*やること*:
1 - 次の(a)〜(c)は課題文の内容と合っていますか。それぞれ「はい」か「いいえ」で答え、判断の決め手となる課題文の語句をそのまま引用してください。
(a) このnoteは毎週月曜日に書かれてきた。
(b) インタビューした人物は前職で取締役を務めていた。
(c) インタビューした人物は、応募先の業界での経験を持っていた。
2 - 課題文の筆者が、読者を求人広告制作者「のみ」とする限定を外すことにしたのはなぜですか。1〜3文で説明してください。
3 - 課題文から、「毎週月曜日、求人広告制作者の」という語句を含む箇所で始まり「販売、接客業もその範疇です。」で終わる部分を、一字一句そのまま出力してください。

*課題文*:
═══

毎週月曜日、求人広告制作者のみに向けて書いてきた当noteですが、ここらでのみを外そうと思います。対象を絞りすぎると書きたくてもこぼれてしまうネタが増えてきた、というのが理由です。

のみではないなら誰なのさ、というハチのムサシは死んだのさ的なご意見もあると思いますが、求人広告に関わらずひろくコミュニケーションのお仕事に携わっている方を想定しています。

コミュニケーションの仕事、というとカタカナ職業を想起してしまいがちですが、そうではなく営業や販売、接客業もその範疇です。

だからと言ってコミュニケーション術、みたいな話をするわけではなく、まあ、わたしがのろのろと仕事をしてきた現場で拾ったよもやま話だと思っていただければ。

さて、そんなマイナーチェンジ一回目のテーマはせんだってのインタビュー時にあった出来事からはじまります。


そのインタビューはあるスタートアップから依頼があったもので、社外から煌びやかな経歴を提げて入社してきたキャリア人材にフォーカスしたものでした。いわゆる採用広報ですな。

前職、前々職ともにビジネスパーソンなら誰もが知る有名企業に在籍し、業界誌でも取り上げられるほどの実績を積み重ねていたその方。なんと業界経験も職種経験もないにも関わらず、そのスタートアップに応募したんだそうです。

つまり、いい感じに仕上がっていたベテランが全てを捨てて新たなチャレンジを、というシナリオ。特に前職では執行役員だったわけで、放っておいたらそのまま取締役コースですよ。

当然ながらわたしは質問します。

「どうしてまた、リスキーとしか言いようのない転職を…」

わたしが「リスキー」という言葉を口にした瞬間、当該スタートアップの会議室に張り詰めた空気が漂います。

そりゃそうでしょう、人事や広報の彼らからすれば自分の会社をリスク対象だと言われているわけですからね。本当にすみませんでした。

しかしそんな質問にいささかの怯む隙も見せずその方は答えます。

「なんていうか、こう、コンフォートゾーンから抜け出さないとここから先の成長はないぞ、と思ってですね。それであえて、やったことのない世界でどこまで自分の腕が通用するか、試したかったというのが本音のところですね」

か、かっちょええ…

ほっとくとぬるま湯とこたつの往復のような人生を歩んでしまうわたしからすると、こういうことをサラッと言ってのけたり実践できる人っていうのは無条件で尊敬してしまうんですね。

═══

*行の一覧*:

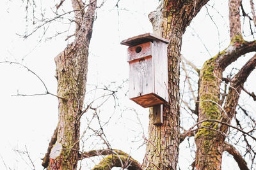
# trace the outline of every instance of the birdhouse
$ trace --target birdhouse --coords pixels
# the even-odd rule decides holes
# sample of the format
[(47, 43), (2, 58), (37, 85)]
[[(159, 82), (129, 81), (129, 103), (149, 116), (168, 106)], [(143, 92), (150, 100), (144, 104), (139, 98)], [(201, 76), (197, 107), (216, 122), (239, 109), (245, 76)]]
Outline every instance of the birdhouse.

═══

*解答全文*:
1 -
(a) はい。「毎週月曜日、求人広告制作者のみに向けて書いてきた当note」
(b) いいえ。「特に前職では執行役員だったわけで、放っておいたらそのまま取締役コースですよ」
(c) いいえ。「なんと業界経験も職種経験もないにも関わらず、そのスタートアップに応募したんだそうです」

2 - 対象を絞りすぎたため、書きたくても書けずにこぼれてしまうネタが増えてきたからです。

3 -
毎週月曜日、求人広告制作者のみに向けて書いてきた当noteですが、ここらでのみを外そうと思います。対象を絞りすぎると書きたくてもこぼれてしまうネタが増えてきた、というのが理由です。

のみではないなら誰なのさ、というハチのムサシは死んだのさ的なご意見もあると思いますが、求人広告に関わらずひろくコミュニケーションのお仕事に携わっている方を想定しています。

コミュニケーションの仕事、というとカタカナ職業を想起してしまいがちですが、そうではなく営業や販売、接客業もその範疇です。